Turkey-Syria quakes 'worst' disaster of region in century, says UN as more aid needed
More than 100 countries have sent emergency response teams to Turkey, but the United Nations has confirmed that much more is needed.
The devastating earthquakes that shook southern Turkey and northern Syria was the "worst event" to hit the region in a century, a senior official from the United Nations said.
"What happened here on Monday, the epicentre of the earthquake, was the worst event in 100 years in this region," Martin Griffiths, UN Under-Secretary-General for humanitarian affairs and emergency relief coordinator, told reporters in the Turkish province of Kahramanmaras on Saturday.
More than 100 countries have sent emergency response teams to Turkey, but "we're going to need more than that," Griffiths said.
The UN would launch the appeal to raise money for agencies to come and help the people who've been affected, he added.
"We have a clear plan tomorrow (or) the day after to give an appeal for a three-month operation to help the people of Turkey with humanitarian assistance, and we will do some similar one for the people of Syria," he said.
As they are coming to the end of the rescue phase, the UN official expressed concern for the second phase of the disaster, Xinhua news agency reported.
"The second phase of a natural disaster of this size is often a medical one, where we have huge worries here and in Syria, of the health problems which have been going on treated," he noted.
Turkey's response to the disaster was "extraordinary," Griffiths added.
The death toll from Monday's devastating earthquakes climbed to 22,327 in Turkey, while another 80,278 injuries were reported in the country, Turkish Health Minister Fahrettin Koca announced on Saturday evening.
Search and rescue efforts in ten quake-hit 10 provinces of Turkey have now begun to turn to debris removal on the sixth day of the disaster. Rescue teams from across Turkey and around the world were still trying to find survivors in the rubble of toppled buildings and pulled them out against all odds. However, while the number of casualties is soaring, the number of injured pulled out of the rubble was so few on Saturday.

_ _ _ _ _

**Task A**
Please translate this sentence from the earthquake article into Spanish: "Turkey's response to the disaster was "extraordinary," Griffiths added."
**Task B**
Carry on the article about the Turkey-Syria earthquakes for a few sentences, starting after its final sentence.
The material after this article is separate and unrelated to it.

**Information shown**
_ _ _ _ _

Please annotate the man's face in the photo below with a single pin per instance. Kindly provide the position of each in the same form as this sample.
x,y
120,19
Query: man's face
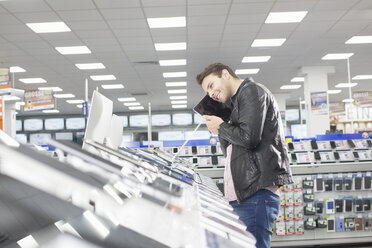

_ _ _ _ _

**Response box A**
La respuesta de Turquía al desastre fue «extraordinaria», añadió Griffiths.

**Response box B**
In a statement, the Turkish Medical Association warned about infectious diseases that may occur after the earthquake. Damage to infrastructure such as electricity, water and sewerage increases the risk of water and food-borne diseases, the statement said.
Risks increase for acute respiratory infections such as influenza and coronavirus, along with the possibility of contact-transmitted diseases such as scabies, lice, fungi and diarrhoeal diseases, it added.
At least 160,000 people, including foreign teams, were on the field for search and rescue efforts, Turkish President Recep Tayyip Erdogan said on Saturday. All the state dormitories of universities will be reserved for earthquake victims, and university students will have distance learning until the summer, he noted.
Turkish Interior Minister Suleyman Soylu slammed Germany and Austria because their teams have suspended their efforts due to security threats, and criticized them for "slandering" Turkey.
"Austria's search and rescue team left the job with the claim of battering ... From the first day (of the quake), 416 incidents took place. In the six days before the earthquake, 586 events occurred," in the region, the Turkish Minister said.
"As many as 230 people have been detained so far, there are more than 20 arrests. Our friends take the security of the logistics warehouses, the security of the debris fields, the security of the tent sites," he added.